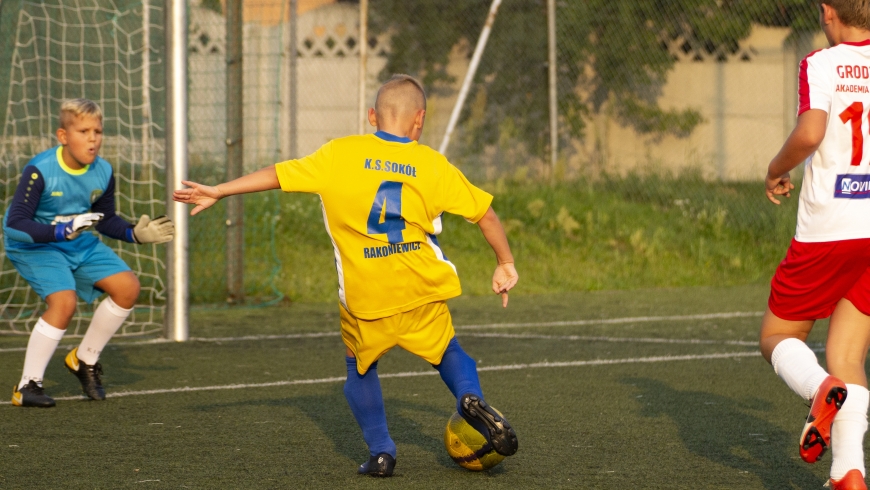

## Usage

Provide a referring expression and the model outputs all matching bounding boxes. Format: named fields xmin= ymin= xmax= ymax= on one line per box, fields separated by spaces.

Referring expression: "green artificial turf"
xmin=0 ymin=285 xmax=847 ymax=489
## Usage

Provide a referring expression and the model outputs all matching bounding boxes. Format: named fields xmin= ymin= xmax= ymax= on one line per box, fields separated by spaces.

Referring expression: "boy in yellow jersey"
xmin=174 ymin=74 xmax=519 ymax=476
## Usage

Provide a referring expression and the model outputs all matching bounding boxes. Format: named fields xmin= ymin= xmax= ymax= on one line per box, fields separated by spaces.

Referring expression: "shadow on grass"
xmin=39 ymin=346 xmax=149 ymax=399
xmin=624 ymin=377 xmax=823 ymax=490
xmin=187 ymin=383 xmax=499 ymax=473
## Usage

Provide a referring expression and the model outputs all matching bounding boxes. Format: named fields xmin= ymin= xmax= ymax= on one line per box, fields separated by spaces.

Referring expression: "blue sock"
xmin=343 ymin=357 xmax=396 ymax=458
xmin=433 ymin=338 xmax=484 ymax=413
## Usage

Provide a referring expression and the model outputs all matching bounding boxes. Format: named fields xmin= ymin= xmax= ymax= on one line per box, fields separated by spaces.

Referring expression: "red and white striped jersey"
xmin=796 ymin=39 xmax=870 ymax=242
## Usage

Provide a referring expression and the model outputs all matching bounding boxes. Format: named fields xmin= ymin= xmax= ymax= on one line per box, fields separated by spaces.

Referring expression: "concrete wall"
xmin=187 ymin=2 xmax=387 ymax=169
xmin=571 ymin=26 xmax=829 ymax=181
xmin=189 ymin=7 xmax=830 ymax=182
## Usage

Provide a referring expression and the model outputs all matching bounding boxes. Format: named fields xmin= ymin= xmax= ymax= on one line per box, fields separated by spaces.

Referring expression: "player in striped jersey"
xmin=763 ymin=2 xmax=870 ymax=488
xmin=5 ymin=99 xmax=174 ymax=408
xmin=174 ymin=75 xmax=519 ymax=476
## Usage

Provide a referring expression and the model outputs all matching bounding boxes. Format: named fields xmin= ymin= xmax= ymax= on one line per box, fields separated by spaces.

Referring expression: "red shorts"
xmin=769 ymin=238 xmax=870 ymax=320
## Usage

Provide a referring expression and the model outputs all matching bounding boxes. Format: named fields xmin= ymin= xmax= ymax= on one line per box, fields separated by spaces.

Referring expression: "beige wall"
xmin=188 ymin=2 xmax=388 ymax=166
xmin=190 ymin=7 xmax=824 ymax=182
xmin=210 ymin=0 xmax=337 ymax=25
xmin=293 ymin=3 xmax=388 ymax=156
xmin=572 ymin=26 xmax=828 ymax=181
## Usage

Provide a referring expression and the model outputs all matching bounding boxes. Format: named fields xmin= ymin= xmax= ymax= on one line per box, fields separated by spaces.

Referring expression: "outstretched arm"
xmin=766 ymin=109 xmax=827 ymax=205
xmin=476 ymin=207 xmax=518 ymax=308
xmin=172 ymin=164 xmax=281 ymax=215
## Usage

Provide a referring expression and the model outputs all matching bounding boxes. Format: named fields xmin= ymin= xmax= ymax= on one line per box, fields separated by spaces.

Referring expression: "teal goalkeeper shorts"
xmin=5 ymin=233 xmax=131 ymax=303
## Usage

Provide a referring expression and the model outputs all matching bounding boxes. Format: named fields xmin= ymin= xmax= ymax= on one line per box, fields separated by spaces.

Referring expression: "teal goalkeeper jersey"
xmin=3 ymin=146 xmax=134 ymax=249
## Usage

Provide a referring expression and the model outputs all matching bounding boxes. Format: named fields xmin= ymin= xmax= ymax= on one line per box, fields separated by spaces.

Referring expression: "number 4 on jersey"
xmin=367 ymin=181 xmax=406 ymax=244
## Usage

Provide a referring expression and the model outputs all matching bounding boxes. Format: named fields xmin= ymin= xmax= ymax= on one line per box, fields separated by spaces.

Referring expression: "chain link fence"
xmin=0 ymin=0 xmax=832 ymax=331
xmin=365 ymin=1 xmax=823 ymax=181
xmin=372 ymin=0 xmax=824 ymax=293
xmin=182 ymin=0 xmax=826 ymax=303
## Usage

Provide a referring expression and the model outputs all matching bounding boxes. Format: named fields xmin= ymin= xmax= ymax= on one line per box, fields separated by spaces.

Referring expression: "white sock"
xmin=831 ymin=384 xmax=869 ymax=480
xmin=19 ymin=318 xmax=65 ymax=389
xmin=771 ymin=338 xmax=829 ymax=401
xmin=76 ymin=297 xmax=132 ymax=365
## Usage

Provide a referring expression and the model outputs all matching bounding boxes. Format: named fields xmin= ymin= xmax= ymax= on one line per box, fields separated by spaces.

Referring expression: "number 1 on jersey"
xmin=367 ymin=181 xmax=405 ymax=244
xmin=840 ymin=101 xmax=867 ymax=166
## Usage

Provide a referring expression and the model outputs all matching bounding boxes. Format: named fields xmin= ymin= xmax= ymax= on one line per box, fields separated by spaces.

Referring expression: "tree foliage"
xmin=369 ymin=0 xmax=820 ymax=157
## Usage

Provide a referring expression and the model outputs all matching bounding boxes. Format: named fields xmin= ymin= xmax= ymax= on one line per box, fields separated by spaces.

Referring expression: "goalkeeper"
xmin=174 ymin=74 xmax=519 ymax=477
xmin=5 ymin=98 xmax=174 ymax=408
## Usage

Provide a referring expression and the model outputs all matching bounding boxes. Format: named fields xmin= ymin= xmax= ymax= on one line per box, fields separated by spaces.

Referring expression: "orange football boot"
xmin=830 ymin=470 xmax=867 ymax=490
xmin=800 ymin=376 xmax=847 ymax=463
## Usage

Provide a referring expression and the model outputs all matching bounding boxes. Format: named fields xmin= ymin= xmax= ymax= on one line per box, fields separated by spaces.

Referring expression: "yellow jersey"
xmin=275 ymin=132 xmax=493 ymax=320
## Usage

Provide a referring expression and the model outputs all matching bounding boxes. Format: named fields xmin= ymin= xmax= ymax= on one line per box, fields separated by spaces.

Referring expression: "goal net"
xmin=0 ymin=0 xmax=166 ymax=336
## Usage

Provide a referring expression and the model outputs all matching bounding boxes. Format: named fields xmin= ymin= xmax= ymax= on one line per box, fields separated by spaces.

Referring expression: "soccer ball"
xmin=443 ymin=411 xmax=506 ymax=471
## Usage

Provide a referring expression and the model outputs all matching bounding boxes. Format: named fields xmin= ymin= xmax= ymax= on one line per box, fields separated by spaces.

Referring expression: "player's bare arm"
xmin=766 ymin=109 xmax=827 ymax=205
xmin=476 ymin=207 xmax=518 ymax=308
xmin=173 ymin=164 xmax=281 ymax=215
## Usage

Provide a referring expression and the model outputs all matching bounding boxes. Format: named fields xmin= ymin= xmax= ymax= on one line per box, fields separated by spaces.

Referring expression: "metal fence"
xmin=363 ymin=0 xmax=822 ymax=184
xmin=212 ymin=0 xmax=824 ymax=189
xmin=0 ymin=0 xmax=829 ymax=332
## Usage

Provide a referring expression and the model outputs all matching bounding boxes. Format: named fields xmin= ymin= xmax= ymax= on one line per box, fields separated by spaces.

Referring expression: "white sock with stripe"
xmin=19 ymin=317 xmax=65 ymax=389
xmin=831 ymin=384 xmax=869 ymax=480
xmin=771 ymin=338 xmax=829 ymax=401
xmin=76 ymin=297 xmax=132 ymax=365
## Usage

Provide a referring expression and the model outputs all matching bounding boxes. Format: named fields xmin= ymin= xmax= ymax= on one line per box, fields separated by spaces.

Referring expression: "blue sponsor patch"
xmin=835 ymin=174 xmax=870 ymax=198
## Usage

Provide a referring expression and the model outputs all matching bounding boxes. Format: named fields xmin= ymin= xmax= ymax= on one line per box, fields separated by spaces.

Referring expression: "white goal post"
xmin=164 ymin=0 xmax=189 ymax=341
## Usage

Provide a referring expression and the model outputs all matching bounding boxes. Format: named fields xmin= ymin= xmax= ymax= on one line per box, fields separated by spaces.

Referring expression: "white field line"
xmin=0 ymin=351 xmax=760 ymax=405
xmin=190 ymin=332 xmax=338 ymax=342
xmin=0 ymin=331 xmax=758 ymax=353
xmin=462 ymin=332 xmax=758 ymax=346
xmin=0 ymin=333 xmax=338 ymax=353
xmin=457 ymin=311 xmax=764 ymax=330
xmin=0 ymin=311 xmax=765 ymax=354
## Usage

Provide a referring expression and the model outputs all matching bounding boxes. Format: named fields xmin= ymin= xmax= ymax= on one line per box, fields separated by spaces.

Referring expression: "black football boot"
xmin=459 ymin=394 xmax=518 ymax=456
xmin=357 ymin=453 xmax=396 ymax=477
xmin=65 ymin=347 xmax=106 ymax=400
xmin=11 ymin=380 xmax=56 ymax=408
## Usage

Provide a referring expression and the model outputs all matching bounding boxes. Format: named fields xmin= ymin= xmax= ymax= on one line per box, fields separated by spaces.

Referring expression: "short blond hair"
xmin=823 ymin=0 xmax=870 ymax=30
xmin=59 ymin=98 xmax=103 ymax=128
xmin=375 ymin=74 xmax=426 ymax=119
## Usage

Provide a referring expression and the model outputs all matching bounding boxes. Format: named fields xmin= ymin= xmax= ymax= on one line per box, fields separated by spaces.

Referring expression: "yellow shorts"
xmin=340 ymin=301 xmax=455 ymax=375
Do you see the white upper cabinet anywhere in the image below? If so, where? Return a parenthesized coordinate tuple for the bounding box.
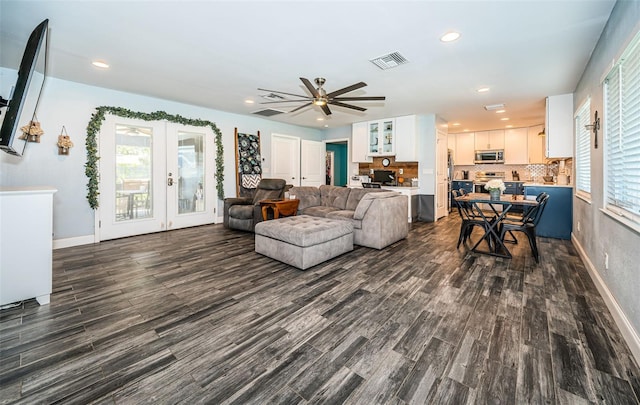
(395, 115, 418, 161)
(527, 125, 546, 164)
(475, 130, 505, 150)
(455, 132, 475, 165)
(368, 118, 395, 156)
(546, 93, 574, 158)
(504, 128, 528, 164)
(351, 121, 372, 163)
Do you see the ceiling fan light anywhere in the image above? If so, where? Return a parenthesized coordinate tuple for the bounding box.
(313, 99, 327, 106)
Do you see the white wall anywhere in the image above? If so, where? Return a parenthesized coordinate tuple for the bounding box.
(572, 0, 640, 358)
(0, 70, 323, 241)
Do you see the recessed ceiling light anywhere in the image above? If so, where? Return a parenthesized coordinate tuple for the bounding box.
(316, 117, 324, 121)
(92, 60, 109, 69)
(440, 31, 461, 42)
(505, 125, 513, 128)
(463, 129, 470, 132)
(477, 87, 490, 93)
(324, 124, 329, 128)
(500, 117, 510, 121)
(244, 99, 255, 104)
(452, 122, 461, 126)
(495, 109, 506, 114)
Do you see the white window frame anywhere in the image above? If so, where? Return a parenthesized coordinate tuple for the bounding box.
(574, 98, 591, 199)
(603, 30, 640, 232)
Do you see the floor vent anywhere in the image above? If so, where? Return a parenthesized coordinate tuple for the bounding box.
(370, 51, 408, 70)
(252, 108, 286, 117)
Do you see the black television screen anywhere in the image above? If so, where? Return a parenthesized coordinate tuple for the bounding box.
(0, 19, 49, 156)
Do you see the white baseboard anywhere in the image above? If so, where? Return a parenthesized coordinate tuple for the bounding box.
(53, 234, 95, 250)
(572, 233, 640, 364)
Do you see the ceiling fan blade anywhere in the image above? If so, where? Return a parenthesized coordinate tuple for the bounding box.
(326, 82, 366, 98)
(260, 100, 313, 104)
(328, 100, 367, 112)
(300, 78, 320, 97)
(321, 104, 332, 116)
(333, 96, 386, 101)
(257, 88, 310, 99)
(289, 102, 313, 113)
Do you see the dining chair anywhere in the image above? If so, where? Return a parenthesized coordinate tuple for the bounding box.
(498, 193, 550, 262)
(452, 190, 494, 249)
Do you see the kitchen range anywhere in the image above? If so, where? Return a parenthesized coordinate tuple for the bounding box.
(473, 171, 505, 193)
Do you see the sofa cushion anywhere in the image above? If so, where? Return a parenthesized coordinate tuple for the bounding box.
(325, 210, 355, 221)
(229, 204, 255, 219)
(354, 191, 401, 220)
(252, 188, 283, 205)
(301, 206, 340, 218)
(345, 187, 383, 211)
(290, 186, 321, 211)
(319, 185, 350, 209)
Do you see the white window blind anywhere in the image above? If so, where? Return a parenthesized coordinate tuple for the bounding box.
(575, 99, 591, 195)
(604, 31, 640, 225)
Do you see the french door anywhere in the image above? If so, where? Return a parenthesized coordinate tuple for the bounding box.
(98, 116, 216, 241)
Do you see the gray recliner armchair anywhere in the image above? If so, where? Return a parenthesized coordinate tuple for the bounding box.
################
Write out, word for word, the lines from the one containing "Do you see the white window blind" through the end of the records, with no other lines.

Result:
Do you see the white window blind anywhere in the image above? If so, where? Return a parenthesized coordinate tuple for the bounding box.
(575, 99, 591, 195)
(604, 31, 640, 225)
Do you see the french door anywhere in the image above? If so, where? Return a parenthesized coordinate tuple for the bounding box.
(98, 116, 216, 241)
Do you see the gray recliner armchair anywhere in the image above? If so, where? Return a parenthesized coordinate tuple for the bounding box.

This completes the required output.